Entries shown.
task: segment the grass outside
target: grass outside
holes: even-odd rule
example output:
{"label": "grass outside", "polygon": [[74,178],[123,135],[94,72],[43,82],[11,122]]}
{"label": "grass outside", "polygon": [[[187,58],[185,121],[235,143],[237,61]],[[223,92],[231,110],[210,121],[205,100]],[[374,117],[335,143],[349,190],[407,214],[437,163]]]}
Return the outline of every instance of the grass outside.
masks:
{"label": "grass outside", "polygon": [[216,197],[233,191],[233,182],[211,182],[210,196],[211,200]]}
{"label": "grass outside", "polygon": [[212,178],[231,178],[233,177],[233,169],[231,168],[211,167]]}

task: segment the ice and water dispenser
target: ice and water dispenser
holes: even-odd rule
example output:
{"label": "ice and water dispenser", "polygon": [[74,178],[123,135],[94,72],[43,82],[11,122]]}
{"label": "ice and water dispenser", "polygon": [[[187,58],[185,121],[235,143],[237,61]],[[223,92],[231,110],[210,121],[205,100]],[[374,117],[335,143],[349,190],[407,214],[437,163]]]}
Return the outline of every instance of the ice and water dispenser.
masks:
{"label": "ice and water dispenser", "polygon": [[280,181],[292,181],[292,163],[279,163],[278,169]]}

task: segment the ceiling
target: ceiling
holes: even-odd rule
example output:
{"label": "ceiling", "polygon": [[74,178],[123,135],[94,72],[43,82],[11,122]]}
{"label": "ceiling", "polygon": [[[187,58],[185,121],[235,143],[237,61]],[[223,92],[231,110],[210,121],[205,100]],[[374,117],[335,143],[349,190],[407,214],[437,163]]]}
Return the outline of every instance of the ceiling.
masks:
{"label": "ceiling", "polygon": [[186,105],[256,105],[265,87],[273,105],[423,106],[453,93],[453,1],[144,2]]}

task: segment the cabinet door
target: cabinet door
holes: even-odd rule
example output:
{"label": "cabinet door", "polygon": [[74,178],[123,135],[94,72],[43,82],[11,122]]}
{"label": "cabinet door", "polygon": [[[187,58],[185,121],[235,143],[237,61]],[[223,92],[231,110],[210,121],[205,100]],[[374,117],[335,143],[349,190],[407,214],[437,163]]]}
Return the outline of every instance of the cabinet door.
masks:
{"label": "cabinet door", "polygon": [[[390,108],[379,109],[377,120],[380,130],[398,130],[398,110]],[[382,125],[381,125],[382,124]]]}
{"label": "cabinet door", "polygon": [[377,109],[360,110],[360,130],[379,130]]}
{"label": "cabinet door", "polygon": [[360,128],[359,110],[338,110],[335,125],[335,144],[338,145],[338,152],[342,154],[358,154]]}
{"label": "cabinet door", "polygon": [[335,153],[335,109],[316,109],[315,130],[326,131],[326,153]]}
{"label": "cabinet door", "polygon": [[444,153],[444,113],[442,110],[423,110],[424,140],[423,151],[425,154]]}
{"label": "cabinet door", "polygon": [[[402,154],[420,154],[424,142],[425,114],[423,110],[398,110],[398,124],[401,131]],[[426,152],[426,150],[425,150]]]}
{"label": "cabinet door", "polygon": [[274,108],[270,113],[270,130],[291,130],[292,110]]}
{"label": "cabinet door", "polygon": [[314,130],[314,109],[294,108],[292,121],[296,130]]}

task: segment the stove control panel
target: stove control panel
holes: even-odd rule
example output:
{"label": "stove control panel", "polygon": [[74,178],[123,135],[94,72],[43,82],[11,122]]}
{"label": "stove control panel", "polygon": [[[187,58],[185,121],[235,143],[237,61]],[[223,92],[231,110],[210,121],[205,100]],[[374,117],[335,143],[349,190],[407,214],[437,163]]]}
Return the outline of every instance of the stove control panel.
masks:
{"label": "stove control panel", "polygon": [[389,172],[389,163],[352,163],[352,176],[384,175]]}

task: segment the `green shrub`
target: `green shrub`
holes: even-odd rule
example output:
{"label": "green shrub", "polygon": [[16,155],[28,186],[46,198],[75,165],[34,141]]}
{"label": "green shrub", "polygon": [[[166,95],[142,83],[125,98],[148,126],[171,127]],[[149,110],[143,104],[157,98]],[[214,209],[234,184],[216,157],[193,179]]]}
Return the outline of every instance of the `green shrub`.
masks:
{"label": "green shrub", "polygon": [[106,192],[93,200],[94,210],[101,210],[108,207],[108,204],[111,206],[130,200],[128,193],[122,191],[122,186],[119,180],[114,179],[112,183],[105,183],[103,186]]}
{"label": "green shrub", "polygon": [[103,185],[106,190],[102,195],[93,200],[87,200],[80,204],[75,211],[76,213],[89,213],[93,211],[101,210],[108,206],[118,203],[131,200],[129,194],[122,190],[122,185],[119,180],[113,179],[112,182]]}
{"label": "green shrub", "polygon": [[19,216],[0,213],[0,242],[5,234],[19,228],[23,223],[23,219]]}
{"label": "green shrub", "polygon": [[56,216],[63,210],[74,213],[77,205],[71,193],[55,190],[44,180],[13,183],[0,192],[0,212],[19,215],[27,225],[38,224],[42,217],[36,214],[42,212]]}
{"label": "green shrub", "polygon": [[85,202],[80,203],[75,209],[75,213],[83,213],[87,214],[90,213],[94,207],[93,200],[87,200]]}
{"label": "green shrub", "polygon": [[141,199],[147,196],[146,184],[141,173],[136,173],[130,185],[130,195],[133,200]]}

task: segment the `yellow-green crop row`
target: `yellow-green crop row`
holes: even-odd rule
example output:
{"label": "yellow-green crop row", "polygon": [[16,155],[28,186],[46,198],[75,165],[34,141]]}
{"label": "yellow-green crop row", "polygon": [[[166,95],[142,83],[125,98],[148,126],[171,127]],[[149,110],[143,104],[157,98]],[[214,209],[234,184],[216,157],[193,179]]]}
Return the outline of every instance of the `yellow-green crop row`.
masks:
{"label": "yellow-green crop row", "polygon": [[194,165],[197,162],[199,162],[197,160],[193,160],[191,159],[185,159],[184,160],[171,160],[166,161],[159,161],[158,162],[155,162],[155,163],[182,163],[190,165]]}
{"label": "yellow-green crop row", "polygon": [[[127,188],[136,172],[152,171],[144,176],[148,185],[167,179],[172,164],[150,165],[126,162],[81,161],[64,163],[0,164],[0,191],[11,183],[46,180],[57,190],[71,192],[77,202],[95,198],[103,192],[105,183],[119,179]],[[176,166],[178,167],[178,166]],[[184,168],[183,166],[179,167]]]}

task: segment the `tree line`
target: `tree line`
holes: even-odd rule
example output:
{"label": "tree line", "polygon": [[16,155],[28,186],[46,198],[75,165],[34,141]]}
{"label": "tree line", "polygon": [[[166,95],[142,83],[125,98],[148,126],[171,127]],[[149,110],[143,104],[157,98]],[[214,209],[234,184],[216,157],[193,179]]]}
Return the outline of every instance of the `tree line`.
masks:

The task.
Tally the lines in the records above that contain the string "yellow" and state only that number.

Written solution.
7